Written request 1:
From the listing, copy out the lines from the one containing "on sign, writing one line per instance." up to and including the one containing "(409, 1037)".

During the preparation phase of CARRA, both LSMIXBC scheme and large scale error constraint scheme (Jk) were evaluated with host model provided by the global ERA5 analyses. A number of one-month validation experiments for both of the CARRA domains for different seasons and different years were set up for inter-comparison, see Bojarova et al (2019) for more details. From these experiments, it is observed that, for the optimally tuned Jk configuration, it is able to deliver the initial fields for HARMONIE-AROME forecasts of a similar or better quality than the LSMIXBC scheme. Such an improvement is particularly obvious for the upper air humidity fields which are not treated in the current implementation of the LSMIXBC scheme. At the same time, a strong impact of the Jk term on the solution of the minimization problem is observed, which suggests needs for a longer monitoring to evaluate and eventually to tune the scheme. Due to time constraints the default option for treatment of the large scale error (LSMIXBC) is selected for CARRA production, while the Jk large scale error constraint will be considered for future versions of the reanalysis.

Derivation of background error statistics

The background error constraint plays an important role in initializing an NWP model with observations. This is especially important in the Arctic regions where the available number of observations is relatively sparse. Numerical experiments have been done to select the optimal way, from different alternatives, for generating background error statistics for CARRA.

Written request 2:
According to the CARRA passage, which fields showed an especially obvious improvement under the tuned Jk configuration?

Supplied entries:
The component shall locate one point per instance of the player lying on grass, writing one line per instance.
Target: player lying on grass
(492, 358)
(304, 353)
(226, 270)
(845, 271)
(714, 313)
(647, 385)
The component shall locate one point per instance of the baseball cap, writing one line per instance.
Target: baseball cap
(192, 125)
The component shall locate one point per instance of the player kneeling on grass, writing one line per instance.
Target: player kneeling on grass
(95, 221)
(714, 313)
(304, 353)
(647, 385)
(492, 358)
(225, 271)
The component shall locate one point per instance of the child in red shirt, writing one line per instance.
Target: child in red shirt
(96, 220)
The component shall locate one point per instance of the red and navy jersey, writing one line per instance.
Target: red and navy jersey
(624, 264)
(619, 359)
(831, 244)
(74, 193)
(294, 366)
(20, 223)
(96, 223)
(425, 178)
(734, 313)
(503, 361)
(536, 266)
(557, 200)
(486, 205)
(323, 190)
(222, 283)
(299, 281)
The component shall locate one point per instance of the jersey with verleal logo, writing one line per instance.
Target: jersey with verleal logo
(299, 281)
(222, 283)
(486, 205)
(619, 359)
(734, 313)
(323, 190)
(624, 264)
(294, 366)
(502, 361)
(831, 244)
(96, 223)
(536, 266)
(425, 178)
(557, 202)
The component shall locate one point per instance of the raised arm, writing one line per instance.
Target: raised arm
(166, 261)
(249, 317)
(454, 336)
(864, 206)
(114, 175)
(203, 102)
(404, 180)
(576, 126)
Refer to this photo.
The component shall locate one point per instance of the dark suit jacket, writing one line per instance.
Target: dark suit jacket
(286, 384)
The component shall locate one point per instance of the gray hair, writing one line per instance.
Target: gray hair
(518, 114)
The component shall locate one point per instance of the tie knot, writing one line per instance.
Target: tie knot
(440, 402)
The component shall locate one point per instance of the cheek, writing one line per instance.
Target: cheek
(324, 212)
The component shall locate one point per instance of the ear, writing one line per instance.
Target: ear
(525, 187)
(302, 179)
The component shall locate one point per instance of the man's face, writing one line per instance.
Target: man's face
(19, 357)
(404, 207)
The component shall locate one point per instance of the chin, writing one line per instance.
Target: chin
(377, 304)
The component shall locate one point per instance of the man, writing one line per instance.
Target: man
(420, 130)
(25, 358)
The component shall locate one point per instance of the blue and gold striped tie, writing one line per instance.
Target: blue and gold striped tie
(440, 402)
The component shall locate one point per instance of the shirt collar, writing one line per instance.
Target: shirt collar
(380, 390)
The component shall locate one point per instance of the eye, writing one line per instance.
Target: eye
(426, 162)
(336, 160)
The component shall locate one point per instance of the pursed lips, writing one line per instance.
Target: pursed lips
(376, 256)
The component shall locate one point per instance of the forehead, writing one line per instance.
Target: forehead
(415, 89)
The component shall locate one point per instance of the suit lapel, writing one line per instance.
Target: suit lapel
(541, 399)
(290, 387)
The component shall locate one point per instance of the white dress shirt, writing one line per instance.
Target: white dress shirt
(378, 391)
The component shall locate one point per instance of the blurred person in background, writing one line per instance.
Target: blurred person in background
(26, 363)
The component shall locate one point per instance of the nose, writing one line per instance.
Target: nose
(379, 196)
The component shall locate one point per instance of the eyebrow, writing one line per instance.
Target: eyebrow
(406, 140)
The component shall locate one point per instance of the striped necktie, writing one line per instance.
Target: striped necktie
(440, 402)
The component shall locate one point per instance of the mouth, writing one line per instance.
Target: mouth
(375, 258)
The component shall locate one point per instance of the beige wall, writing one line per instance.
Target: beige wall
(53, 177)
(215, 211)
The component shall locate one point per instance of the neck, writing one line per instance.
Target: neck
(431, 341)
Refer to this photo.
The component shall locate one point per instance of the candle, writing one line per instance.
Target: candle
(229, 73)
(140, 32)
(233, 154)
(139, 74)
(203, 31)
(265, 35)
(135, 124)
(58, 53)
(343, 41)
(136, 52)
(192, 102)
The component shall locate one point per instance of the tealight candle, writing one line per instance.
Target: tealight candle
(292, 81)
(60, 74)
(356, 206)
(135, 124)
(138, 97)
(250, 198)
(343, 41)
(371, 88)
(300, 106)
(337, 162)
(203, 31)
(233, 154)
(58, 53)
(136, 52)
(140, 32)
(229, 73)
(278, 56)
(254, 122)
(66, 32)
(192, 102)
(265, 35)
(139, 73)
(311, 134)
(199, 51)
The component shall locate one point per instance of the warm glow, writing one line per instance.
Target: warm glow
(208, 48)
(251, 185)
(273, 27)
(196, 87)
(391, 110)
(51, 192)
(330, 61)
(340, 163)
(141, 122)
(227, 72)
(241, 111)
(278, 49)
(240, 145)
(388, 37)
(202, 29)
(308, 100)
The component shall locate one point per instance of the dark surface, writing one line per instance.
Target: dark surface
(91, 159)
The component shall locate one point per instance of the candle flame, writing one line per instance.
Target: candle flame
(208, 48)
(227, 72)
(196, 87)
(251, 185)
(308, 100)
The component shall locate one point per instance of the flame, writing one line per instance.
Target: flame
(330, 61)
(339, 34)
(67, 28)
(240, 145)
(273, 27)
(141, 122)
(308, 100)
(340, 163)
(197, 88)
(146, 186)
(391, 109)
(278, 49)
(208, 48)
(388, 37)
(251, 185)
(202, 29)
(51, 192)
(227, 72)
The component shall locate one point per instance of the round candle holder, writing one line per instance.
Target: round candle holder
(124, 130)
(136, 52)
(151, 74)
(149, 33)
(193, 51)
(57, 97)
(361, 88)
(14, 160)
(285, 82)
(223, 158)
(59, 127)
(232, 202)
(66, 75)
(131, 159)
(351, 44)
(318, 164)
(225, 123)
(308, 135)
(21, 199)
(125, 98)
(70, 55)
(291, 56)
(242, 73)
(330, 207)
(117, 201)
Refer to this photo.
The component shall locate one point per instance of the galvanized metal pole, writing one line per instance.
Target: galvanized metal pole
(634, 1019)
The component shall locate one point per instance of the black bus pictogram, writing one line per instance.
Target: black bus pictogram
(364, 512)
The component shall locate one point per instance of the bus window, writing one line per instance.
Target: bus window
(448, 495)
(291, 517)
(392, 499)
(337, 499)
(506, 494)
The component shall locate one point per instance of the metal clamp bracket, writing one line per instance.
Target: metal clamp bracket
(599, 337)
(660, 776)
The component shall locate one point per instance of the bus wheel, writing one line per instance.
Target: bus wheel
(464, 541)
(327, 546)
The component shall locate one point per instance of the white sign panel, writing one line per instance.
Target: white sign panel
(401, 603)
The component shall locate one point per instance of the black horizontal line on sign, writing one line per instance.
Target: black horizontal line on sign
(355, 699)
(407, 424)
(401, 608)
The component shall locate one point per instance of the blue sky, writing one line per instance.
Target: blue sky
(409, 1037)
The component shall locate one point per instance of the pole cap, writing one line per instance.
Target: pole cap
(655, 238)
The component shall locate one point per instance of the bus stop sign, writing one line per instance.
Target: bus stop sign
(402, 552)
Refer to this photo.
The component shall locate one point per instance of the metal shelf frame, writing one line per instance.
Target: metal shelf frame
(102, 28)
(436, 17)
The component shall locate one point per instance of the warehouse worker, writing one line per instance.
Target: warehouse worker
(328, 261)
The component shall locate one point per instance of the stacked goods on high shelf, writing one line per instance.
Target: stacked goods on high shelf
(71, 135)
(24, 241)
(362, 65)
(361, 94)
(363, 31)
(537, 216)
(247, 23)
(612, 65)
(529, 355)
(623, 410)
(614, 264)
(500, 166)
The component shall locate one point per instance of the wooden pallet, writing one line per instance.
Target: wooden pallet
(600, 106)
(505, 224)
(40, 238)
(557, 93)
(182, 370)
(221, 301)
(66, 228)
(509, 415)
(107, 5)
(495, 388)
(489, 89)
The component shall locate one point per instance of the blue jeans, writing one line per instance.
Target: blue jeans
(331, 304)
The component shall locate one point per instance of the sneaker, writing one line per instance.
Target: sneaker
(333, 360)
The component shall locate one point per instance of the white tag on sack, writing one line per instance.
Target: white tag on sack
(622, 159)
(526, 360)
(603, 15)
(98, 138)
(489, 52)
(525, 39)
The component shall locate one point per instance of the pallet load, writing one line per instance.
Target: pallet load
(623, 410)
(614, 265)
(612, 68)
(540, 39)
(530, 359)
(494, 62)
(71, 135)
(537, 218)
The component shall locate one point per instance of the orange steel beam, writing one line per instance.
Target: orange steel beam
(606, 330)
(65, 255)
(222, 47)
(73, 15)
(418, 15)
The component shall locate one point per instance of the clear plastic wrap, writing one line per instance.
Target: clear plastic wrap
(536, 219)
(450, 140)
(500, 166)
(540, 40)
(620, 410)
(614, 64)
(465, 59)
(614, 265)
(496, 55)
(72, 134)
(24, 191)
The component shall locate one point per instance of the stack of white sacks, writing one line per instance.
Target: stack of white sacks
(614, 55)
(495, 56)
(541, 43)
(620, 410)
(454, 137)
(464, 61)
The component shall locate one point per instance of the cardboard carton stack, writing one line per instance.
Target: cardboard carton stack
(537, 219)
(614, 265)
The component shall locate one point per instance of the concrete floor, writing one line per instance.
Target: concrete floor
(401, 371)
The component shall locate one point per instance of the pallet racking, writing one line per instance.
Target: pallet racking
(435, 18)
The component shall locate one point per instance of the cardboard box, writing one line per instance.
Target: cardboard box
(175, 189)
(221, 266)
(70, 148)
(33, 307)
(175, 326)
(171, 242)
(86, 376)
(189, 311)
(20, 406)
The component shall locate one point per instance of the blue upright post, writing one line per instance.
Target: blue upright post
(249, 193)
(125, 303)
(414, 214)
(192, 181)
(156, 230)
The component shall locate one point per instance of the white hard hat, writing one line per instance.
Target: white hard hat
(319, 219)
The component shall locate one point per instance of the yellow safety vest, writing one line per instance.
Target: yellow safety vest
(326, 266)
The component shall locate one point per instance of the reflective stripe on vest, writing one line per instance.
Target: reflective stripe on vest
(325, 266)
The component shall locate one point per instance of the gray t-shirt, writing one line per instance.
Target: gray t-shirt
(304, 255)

Problem solution 1:
The component shall locate one point per instance of the black horizontal line on sign, writing one line per instance.
Target: black horizontal line on sign
(355, 699)
(407, 424)
(401, 608)
The component shall locate one point per instance of the blue sky, writing one line per instance.
Target: blue sky
(409, 1037)

Problem solution 2:
The upper air humidity fields.